DIRECTION:
Which rows below contain the word "door"? Pick out each one and copy the full line.

◇ ◇ ◇ ◇ ◇

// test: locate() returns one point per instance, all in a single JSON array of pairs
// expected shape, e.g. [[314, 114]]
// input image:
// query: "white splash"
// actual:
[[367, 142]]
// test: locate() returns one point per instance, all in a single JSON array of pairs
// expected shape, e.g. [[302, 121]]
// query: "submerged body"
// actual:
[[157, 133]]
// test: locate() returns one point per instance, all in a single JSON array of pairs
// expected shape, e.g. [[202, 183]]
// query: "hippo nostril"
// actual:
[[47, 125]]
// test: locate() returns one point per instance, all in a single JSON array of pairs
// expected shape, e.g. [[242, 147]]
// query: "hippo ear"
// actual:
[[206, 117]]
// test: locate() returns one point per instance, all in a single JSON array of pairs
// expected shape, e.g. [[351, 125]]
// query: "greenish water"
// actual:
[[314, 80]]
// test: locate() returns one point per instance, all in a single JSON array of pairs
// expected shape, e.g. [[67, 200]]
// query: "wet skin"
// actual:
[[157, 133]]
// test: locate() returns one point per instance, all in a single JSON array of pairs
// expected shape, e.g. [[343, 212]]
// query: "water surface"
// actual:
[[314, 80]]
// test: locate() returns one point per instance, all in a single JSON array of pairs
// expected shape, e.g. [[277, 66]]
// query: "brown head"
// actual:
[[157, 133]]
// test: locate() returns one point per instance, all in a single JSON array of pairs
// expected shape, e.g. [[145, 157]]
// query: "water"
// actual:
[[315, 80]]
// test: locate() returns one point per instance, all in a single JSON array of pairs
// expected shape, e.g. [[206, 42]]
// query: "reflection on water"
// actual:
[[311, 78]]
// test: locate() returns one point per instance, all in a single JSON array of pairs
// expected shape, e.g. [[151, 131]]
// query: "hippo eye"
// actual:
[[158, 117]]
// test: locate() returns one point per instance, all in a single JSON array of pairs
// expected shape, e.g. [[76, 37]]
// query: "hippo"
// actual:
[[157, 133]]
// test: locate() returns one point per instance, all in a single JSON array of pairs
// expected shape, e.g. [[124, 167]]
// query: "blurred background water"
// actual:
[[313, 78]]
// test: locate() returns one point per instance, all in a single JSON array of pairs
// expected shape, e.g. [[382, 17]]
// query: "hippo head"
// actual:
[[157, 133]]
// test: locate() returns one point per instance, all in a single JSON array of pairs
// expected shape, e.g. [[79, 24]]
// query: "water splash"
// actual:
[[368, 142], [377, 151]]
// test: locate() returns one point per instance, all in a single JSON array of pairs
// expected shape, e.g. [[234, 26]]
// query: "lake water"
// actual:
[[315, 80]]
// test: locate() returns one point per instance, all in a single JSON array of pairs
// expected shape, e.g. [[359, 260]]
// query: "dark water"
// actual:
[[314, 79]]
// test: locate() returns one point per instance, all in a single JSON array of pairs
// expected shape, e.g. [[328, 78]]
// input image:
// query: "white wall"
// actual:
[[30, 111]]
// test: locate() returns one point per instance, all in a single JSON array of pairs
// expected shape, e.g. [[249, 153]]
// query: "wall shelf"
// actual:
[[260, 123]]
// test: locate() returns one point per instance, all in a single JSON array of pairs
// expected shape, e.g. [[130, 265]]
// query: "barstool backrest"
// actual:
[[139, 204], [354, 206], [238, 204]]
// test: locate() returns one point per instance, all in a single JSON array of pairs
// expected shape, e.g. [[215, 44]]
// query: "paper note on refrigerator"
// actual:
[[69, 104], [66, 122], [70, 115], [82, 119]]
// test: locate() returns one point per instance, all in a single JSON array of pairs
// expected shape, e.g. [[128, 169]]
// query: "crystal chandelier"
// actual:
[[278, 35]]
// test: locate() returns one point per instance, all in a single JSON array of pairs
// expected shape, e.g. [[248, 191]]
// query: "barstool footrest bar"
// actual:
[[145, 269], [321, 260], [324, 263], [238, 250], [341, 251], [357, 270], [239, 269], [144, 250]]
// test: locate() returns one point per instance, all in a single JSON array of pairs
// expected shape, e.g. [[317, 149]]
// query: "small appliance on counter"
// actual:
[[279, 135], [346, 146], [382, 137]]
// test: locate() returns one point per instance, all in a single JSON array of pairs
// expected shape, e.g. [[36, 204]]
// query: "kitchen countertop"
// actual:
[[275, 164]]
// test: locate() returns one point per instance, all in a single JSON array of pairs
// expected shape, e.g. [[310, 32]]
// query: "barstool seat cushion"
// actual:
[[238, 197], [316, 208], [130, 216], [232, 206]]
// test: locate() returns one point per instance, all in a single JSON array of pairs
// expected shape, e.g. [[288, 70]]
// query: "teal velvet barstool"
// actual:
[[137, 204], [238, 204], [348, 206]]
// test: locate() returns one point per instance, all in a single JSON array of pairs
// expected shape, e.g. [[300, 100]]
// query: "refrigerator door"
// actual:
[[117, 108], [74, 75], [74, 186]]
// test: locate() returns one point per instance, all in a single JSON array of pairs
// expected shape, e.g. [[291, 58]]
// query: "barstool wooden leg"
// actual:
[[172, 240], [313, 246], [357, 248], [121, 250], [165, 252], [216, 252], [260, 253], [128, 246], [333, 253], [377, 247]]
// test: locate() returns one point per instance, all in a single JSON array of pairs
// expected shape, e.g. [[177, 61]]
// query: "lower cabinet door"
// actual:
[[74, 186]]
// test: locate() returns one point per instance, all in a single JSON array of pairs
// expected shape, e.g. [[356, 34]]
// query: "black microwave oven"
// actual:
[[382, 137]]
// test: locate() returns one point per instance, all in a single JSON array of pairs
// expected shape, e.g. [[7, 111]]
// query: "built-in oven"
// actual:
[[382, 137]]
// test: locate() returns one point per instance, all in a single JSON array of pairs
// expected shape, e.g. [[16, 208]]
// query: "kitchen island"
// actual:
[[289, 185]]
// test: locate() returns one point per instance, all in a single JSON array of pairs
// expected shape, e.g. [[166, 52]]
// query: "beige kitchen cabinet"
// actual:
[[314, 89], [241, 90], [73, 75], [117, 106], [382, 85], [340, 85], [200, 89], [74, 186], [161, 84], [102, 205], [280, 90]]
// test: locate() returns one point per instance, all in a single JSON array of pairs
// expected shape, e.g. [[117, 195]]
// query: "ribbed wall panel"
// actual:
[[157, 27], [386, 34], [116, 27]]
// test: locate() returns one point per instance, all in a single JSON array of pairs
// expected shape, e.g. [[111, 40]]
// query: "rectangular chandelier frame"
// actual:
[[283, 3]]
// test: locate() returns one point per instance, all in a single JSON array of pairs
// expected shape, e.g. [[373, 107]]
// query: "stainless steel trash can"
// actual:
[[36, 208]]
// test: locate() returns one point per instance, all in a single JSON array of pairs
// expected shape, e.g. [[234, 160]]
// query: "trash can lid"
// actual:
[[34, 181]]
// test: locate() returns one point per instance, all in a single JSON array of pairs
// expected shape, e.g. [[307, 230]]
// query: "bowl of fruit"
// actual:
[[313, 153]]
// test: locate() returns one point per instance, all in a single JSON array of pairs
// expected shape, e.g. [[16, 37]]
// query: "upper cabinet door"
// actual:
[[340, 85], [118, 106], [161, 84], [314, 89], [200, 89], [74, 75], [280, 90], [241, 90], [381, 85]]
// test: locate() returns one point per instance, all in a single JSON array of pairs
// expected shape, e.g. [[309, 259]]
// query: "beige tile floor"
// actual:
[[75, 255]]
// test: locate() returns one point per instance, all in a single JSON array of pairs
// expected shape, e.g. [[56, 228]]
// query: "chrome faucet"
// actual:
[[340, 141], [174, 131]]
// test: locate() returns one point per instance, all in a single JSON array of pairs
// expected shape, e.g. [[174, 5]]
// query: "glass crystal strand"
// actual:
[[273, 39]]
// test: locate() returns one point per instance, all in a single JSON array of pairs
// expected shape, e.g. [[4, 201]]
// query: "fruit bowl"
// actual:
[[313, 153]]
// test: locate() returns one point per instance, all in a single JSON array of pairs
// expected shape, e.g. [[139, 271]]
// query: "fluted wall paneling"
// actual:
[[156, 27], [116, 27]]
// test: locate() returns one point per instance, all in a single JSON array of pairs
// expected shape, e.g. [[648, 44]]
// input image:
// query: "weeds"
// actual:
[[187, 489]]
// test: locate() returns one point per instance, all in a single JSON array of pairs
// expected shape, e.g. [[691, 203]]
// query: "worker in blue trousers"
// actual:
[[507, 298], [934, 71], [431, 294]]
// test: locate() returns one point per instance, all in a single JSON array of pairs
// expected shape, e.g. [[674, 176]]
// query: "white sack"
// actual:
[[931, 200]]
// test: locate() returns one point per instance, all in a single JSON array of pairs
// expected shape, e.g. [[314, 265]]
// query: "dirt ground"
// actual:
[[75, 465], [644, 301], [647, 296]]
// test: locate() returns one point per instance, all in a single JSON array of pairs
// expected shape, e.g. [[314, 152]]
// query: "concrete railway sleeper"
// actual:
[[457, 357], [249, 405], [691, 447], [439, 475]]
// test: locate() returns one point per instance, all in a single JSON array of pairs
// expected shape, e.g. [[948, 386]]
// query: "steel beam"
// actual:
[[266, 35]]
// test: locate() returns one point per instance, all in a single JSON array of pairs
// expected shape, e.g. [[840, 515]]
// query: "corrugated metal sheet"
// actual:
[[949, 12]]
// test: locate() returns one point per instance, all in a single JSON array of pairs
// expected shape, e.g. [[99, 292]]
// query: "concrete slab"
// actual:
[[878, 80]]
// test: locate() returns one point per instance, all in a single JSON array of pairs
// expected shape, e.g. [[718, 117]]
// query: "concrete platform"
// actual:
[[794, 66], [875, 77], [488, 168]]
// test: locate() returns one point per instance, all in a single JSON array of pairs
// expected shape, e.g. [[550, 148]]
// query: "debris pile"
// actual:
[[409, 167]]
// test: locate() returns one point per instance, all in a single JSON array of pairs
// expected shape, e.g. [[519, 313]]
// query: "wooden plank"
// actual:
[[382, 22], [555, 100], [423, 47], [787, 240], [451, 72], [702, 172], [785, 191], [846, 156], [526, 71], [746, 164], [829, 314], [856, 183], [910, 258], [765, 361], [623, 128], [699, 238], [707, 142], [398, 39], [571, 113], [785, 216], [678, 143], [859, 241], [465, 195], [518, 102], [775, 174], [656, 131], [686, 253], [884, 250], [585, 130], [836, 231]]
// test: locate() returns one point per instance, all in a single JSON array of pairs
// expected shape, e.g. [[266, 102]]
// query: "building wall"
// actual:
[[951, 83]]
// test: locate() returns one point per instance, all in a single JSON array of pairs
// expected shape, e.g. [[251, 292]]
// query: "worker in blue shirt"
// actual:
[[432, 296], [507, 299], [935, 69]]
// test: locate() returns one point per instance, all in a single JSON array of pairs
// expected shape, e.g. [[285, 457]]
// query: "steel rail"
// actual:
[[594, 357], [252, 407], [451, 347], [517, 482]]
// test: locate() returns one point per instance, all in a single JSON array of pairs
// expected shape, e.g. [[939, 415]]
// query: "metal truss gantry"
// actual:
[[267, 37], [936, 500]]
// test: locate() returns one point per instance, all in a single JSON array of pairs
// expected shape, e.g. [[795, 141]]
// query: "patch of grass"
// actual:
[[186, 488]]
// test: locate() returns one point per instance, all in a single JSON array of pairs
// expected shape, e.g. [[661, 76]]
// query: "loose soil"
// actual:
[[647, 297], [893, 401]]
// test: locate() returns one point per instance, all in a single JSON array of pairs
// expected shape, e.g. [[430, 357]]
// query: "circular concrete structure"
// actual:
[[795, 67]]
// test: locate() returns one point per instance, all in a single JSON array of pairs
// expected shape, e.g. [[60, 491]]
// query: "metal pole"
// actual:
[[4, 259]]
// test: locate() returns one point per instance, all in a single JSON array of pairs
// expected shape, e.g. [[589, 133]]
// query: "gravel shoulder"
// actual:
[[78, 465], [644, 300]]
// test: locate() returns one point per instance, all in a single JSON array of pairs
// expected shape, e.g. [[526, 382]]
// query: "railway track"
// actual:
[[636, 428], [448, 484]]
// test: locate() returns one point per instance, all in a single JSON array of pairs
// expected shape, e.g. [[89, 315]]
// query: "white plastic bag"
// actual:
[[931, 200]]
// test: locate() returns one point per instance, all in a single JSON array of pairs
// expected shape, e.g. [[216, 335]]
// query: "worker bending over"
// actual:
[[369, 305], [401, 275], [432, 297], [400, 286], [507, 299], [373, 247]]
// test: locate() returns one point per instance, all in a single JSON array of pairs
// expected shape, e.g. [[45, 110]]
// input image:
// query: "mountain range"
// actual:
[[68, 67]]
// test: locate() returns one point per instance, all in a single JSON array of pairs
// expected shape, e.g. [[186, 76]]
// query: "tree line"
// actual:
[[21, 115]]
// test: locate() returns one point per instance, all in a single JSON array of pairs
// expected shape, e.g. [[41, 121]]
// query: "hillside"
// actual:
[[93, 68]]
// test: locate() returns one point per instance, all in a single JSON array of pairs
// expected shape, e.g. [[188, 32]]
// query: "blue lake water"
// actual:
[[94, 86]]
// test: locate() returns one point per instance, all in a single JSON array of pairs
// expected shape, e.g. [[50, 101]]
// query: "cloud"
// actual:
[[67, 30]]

◇ ◇ ◇ ◇ ◇

EXERCISE OUTPUT:
// query: "refrigerator door"
// query: "lower cabinet door"
// query: "upper cabinet door"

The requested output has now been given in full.